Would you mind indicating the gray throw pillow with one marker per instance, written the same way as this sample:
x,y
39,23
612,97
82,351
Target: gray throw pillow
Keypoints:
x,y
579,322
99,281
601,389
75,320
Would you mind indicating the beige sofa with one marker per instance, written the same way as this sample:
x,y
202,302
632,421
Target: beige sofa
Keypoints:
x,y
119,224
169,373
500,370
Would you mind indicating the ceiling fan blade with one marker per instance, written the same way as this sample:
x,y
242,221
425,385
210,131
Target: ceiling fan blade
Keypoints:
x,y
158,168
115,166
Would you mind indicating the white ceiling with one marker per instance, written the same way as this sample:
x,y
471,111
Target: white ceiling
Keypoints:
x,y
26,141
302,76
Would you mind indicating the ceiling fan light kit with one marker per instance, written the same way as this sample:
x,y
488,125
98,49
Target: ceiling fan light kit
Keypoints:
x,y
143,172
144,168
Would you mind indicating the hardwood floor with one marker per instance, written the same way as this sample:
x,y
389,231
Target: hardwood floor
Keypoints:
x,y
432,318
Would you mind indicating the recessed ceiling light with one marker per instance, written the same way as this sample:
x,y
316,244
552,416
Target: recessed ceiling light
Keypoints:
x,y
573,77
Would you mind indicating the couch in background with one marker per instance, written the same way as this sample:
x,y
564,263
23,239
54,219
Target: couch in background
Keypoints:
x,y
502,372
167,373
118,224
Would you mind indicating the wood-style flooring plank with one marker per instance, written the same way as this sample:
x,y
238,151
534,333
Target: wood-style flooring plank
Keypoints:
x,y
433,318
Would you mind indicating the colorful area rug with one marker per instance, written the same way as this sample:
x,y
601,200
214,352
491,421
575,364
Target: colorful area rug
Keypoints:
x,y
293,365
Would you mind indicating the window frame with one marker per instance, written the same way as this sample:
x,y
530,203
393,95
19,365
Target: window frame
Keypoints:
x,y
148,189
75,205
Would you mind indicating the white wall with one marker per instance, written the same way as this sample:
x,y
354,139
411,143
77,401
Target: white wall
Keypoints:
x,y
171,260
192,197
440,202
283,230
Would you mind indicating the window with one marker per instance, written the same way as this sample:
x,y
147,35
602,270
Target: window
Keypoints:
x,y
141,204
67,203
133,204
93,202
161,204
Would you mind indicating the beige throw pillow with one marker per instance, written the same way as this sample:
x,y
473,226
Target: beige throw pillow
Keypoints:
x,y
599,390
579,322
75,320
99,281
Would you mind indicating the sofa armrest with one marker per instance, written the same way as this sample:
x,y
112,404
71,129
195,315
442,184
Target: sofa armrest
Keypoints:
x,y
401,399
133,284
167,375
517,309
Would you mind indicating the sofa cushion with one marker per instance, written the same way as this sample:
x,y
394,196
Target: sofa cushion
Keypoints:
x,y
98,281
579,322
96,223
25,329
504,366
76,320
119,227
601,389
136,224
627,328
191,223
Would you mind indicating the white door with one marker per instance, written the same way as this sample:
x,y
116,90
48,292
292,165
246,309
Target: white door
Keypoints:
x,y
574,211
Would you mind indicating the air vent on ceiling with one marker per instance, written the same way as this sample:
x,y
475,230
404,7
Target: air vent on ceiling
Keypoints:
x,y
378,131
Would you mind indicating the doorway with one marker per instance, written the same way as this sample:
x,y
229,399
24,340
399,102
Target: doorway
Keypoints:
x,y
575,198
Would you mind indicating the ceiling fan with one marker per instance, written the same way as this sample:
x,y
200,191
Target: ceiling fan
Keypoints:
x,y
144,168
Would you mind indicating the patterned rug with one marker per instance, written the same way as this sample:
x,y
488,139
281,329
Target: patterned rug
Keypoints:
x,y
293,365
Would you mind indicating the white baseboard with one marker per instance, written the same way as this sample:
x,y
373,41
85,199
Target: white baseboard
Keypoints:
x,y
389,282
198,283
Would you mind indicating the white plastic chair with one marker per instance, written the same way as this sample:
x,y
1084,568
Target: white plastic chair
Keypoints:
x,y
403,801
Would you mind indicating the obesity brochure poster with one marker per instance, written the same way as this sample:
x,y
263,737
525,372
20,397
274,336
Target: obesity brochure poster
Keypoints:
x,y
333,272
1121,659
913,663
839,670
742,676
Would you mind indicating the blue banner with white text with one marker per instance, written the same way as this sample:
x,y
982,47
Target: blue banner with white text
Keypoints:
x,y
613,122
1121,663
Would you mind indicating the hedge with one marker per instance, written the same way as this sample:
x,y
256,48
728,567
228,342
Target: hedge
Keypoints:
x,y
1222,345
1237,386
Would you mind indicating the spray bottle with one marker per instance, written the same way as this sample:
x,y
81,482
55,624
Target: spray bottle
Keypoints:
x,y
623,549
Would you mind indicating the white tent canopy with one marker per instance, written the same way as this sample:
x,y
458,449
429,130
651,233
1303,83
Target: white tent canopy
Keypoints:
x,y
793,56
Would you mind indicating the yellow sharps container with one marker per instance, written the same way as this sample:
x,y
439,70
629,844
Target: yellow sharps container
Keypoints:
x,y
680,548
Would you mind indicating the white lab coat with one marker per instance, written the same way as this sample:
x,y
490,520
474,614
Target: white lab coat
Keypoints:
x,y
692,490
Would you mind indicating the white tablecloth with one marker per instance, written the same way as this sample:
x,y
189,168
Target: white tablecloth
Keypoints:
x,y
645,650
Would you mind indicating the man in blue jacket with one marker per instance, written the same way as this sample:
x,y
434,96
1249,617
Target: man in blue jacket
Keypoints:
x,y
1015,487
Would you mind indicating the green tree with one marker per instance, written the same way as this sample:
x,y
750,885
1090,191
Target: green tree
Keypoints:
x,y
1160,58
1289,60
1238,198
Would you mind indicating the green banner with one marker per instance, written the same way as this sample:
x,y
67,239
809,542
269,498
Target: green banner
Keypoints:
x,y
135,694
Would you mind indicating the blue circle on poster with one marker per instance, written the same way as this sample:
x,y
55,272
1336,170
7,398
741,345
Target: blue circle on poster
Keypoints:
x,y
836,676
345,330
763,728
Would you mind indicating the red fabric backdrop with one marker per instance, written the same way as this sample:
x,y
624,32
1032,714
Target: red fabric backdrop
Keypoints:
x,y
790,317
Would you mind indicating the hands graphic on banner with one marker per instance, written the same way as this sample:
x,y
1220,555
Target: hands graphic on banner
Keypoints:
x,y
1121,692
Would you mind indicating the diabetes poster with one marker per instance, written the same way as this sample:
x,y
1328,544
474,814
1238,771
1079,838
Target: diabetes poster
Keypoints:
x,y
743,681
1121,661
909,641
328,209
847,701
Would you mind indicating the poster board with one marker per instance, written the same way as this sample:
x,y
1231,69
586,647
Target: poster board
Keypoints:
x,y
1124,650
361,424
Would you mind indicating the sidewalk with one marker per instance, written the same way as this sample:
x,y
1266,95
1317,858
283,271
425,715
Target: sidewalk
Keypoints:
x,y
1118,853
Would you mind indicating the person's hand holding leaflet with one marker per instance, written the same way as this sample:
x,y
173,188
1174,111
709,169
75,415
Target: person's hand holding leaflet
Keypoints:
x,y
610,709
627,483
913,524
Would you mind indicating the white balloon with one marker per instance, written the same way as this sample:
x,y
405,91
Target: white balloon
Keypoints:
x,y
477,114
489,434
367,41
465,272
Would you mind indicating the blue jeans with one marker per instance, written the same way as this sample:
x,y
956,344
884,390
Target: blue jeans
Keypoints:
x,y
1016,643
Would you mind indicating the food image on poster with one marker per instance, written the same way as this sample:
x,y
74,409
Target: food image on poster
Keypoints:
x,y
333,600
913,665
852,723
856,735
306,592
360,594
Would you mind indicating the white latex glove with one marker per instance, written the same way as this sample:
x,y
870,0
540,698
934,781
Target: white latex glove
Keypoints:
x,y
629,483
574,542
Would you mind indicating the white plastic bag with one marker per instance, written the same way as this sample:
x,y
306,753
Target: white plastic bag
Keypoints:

----------------

What to do: Put every line from the one containing "Would you mind indicating the white plastic bag" through the end of the entries, both included, into a JSON list of strings, one string per line, leaving out any blank lines.

Exercise solution:
[
  "Would you mind indicating the white plastic bag with one marker per instance, written the same way as this sample:",
  "x,y",
  "306,753",
  "Target: white plastic bag",
  "Keypoints:"
]